## DATA TO EXAMINE
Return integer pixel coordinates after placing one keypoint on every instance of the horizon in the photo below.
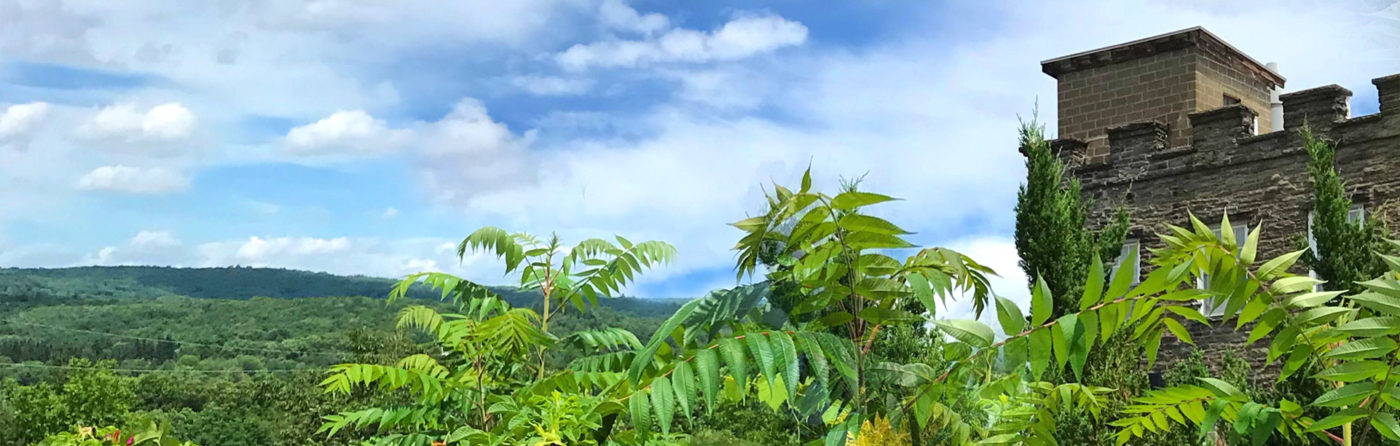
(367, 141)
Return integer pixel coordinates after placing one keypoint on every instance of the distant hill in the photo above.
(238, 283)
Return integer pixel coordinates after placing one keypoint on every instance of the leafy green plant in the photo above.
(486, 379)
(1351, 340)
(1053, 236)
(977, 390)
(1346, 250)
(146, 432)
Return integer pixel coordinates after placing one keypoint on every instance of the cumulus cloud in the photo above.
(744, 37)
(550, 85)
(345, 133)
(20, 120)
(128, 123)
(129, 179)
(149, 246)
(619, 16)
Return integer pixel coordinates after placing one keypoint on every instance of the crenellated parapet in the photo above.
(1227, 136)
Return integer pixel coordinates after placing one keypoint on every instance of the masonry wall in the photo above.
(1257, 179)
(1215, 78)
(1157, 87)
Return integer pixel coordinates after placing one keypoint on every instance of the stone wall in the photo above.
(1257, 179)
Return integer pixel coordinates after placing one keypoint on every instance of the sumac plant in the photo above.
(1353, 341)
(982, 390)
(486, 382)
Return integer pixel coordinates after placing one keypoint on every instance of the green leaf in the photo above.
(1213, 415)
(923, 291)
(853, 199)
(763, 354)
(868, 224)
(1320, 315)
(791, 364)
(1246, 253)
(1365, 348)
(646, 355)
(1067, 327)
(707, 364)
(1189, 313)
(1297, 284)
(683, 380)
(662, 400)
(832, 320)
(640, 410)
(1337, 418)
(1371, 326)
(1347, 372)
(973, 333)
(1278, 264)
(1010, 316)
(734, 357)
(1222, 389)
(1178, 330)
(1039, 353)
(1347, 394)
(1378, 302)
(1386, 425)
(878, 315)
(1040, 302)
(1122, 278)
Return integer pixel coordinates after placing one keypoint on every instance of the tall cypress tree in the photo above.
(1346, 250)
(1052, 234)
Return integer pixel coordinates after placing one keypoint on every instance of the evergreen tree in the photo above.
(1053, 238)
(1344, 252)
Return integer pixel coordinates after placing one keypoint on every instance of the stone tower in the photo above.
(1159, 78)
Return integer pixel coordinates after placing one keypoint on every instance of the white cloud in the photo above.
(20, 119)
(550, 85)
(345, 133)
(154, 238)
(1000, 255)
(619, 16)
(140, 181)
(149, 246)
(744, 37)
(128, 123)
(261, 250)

---

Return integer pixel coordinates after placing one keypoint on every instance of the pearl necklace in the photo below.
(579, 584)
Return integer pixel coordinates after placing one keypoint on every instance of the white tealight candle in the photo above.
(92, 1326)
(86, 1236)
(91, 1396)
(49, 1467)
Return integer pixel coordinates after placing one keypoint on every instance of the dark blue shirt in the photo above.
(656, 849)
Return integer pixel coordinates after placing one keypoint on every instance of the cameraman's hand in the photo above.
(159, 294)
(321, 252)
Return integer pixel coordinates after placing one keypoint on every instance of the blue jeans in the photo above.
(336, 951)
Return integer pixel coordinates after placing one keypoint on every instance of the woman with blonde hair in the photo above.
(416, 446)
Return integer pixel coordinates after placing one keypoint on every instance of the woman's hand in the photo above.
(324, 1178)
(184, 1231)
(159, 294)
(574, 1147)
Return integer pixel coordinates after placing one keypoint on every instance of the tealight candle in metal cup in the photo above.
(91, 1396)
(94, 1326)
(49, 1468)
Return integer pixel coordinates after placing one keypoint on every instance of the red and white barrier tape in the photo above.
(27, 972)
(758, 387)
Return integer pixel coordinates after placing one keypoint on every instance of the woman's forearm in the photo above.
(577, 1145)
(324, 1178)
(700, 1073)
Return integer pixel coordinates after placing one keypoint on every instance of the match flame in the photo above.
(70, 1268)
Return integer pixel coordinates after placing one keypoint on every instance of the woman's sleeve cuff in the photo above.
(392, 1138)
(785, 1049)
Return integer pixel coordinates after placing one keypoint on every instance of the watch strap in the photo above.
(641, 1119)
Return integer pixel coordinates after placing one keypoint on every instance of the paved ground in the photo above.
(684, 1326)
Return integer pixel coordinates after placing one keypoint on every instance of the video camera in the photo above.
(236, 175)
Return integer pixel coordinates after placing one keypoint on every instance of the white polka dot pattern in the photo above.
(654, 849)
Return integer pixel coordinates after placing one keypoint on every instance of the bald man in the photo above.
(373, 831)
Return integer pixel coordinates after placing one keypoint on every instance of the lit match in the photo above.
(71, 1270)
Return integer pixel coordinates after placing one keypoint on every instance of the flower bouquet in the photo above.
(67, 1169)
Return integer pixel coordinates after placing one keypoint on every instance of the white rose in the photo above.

## TASK
Above this task is a listing. Restate, word for word and with nothing added, the lines from the one with "match in the photo above." through the one with "rose in the photo above.".

## OUTPUT OF THE EXERCISE
Return integer pixel coordinates after placing one keypoint on every instance of the lit match in the photo above.
(71, 1270)
Return integer pixel coordinates after placing one keypoint on every instance of the flower bouquet in the photo above.
(67, 1169)
Return integer pixel coordinates after placing one keypoint on every instance of the white rose in the photo above.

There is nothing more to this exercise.